### Work request
Reply with exactly the lines from the one that contains "Target: white t-shirt" through the last line of the records below, and with no other lines.

### Data records
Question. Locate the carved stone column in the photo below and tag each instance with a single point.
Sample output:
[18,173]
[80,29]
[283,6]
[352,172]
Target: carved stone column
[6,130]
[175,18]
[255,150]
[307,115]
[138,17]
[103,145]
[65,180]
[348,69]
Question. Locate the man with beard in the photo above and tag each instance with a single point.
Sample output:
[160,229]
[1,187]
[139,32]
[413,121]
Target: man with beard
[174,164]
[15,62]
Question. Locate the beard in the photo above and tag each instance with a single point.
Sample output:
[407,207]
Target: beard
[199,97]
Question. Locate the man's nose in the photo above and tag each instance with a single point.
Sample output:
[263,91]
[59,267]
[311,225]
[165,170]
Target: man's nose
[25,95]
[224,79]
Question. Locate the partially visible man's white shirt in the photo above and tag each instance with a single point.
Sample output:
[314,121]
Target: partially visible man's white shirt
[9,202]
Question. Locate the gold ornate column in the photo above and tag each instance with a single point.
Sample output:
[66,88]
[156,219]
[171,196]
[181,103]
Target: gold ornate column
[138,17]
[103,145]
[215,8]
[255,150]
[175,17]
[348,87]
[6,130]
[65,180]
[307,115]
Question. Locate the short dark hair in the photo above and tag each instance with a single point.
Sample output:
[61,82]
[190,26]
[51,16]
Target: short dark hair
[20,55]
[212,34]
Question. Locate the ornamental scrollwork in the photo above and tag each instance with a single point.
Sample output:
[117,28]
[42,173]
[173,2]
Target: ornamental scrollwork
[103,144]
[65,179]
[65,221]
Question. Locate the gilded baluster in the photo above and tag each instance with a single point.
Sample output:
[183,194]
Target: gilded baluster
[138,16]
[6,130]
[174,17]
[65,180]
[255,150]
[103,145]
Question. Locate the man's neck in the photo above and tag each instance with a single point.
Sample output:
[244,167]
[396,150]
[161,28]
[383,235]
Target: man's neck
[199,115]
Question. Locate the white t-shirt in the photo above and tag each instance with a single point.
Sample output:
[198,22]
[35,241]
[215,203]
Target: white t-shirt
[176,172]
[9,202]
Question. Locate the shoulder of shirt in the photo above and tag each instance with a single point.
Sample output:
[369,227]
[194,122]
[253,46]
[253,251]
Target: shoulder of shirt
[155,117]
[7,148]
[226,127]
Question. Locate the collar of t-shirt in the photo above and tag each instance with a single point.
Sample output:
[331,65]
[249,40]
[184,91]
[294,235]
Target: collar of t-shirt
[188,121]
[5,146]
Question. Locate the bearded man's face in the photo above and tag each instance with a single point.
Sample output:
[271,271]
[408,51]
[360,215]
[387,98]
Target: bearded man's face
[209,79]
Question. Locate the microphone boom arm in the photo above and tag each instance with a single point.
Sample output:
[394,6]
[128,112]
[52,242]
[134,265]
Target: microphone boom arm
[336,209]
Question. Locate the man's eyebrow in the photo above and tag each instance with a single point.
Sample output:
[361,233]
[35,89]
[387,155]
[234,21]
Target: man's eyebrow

### Task answer
Target: white t-shirt
[176,172]
[9,202]
Question. Locate the shoulder of shirt in the photo above and tag each instance with a single point.
Sample output:
[369,227]
[194,122]
[253,46]
[253,251]
Target: shoulder of shirt
[155,117]
[7,148]
[226,127]
Question. Locate the collar of t-shirt in the photo above and tag each instance with a single point.
Sample output:
[331,65]
[249,40]
[184,91]
[294,235]
Target: collar of t-shirt
[188,121]
[5,146]
Question. Locate the bearded man's face in the photo above and tag each instance with a single point.
Sample output:
[271,271]
[408,51]
[360,215]
[387,98]
Target: bearded man's face
[209,79]
Question. Locate the microphone boom arm in the photo above and tag each instance with a single point.
Sample output:
[394,6]
[128,112]
[52,242]
[134,265]
Target: microphone boom arm
[336,209]
Question. Locate the man's eyebrow in the photo above and tag each instance with a single point.
Sample output:
[361,233]
[35,89]
[387,155]
[234,21]
Target: man's eyebrow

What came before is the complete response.